> **STATED TASK**:
Please rewrite the records from the line containing "Find the distant" through the end, swapping "sample" for "example" and leaving everything else unchanged.

Begin DATA RECORDS

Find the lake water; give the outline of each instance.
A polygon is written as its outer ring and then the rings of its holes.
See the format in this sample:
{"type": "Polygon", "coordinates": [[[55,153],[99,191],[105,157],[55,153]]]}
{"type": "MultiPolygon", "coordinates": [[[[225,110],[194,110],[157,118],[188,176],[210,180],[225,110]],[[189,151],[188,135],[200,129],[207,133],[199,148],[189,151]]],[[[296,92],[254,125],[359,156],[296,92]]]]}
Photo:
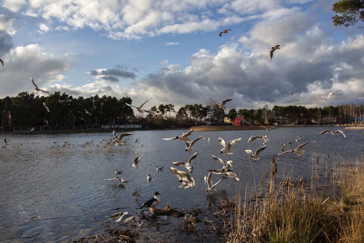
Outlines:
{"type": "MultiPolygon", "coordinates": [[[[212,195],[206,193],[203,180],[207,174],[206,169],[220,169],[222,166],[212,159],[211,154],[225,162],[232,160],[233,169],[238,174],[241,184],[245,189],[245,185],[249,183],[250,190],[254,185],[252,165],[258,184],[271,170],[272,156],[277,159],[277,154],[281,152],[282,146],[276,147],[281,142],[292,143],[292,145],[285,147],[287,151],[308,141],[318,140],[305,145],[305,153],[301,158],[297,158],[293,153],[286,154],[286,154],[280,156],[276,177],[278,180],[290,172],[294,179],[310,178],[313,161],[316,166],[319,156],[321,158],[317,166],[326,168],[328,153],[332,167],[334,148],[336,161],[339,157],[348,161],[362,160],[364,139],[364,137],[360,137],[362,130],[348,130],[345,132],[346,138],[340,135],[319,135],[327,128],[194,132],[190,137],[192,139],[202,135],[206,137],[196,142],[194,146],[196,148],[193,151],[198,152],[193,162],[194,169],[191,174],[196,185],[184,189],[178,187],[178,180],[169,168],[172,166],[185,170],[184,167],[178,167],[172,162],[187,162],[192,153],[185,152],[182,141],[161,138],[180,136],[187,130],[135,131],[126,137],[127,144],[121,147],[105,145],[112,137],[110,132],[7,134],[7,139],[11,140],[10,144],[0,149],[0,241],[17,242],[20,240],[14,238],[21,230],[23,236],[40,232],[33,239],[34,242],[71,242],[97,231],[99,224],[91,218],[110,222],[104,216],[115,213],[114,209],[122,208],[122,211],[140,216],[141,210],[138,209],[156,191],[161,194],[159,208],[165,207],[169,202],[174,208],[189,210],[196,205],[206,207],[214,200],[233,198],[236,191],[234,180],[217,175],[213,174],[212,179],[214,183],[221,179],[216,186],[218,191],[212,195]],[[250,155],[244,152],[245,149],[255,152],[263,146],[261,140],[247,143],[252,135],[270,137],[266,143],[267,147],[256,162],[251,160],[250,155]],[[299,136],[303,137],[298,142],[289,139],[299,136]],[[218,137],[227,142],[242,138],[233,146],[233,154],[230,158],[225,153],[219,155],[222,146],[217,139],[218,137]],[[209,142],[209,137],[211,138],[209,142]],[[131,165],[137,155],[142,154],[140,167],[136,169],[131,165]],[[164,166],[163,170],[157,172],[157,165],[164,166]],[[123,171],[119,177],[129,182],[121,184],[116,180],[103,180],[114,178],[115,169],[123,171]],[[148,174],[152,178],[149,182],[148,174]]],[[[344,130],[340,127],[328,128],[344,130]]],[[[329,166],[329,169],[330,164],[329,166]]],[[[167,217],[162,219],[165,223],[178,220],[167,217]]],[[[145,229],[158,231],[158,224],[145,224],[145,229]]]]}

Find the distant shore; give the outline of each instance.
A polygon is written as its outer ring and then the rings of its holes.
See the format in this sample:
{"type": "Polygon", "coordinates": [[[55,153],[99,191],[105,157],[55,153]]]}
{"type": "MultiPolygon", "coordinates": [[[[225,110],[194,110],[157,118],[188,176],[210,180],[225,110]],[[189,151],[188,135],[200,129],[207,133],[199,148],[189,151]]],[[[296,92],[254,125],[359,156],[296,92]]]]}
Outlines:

End DATA RECORDS

> **ANSWER**:
Find the distant shore; give the outline of each instance.
A polygon is written as its outer ring and then the rings of its holes.
See the format in this example:
{"type": "Polygon", "coordinates": [[[55,153],[99,191],[105,157],[55,153]]]}
{"type": "MultiPolygon", "coordinates": [[[[225,110],[194,110],[157,118],[188,176],[210,180],[225,110]],[[189,151],[188,135],[200,129],[207,133],[199,148],[189,151]]],[[[296,92],[254,125],[359,156],[296,92]]]]}
Outlines:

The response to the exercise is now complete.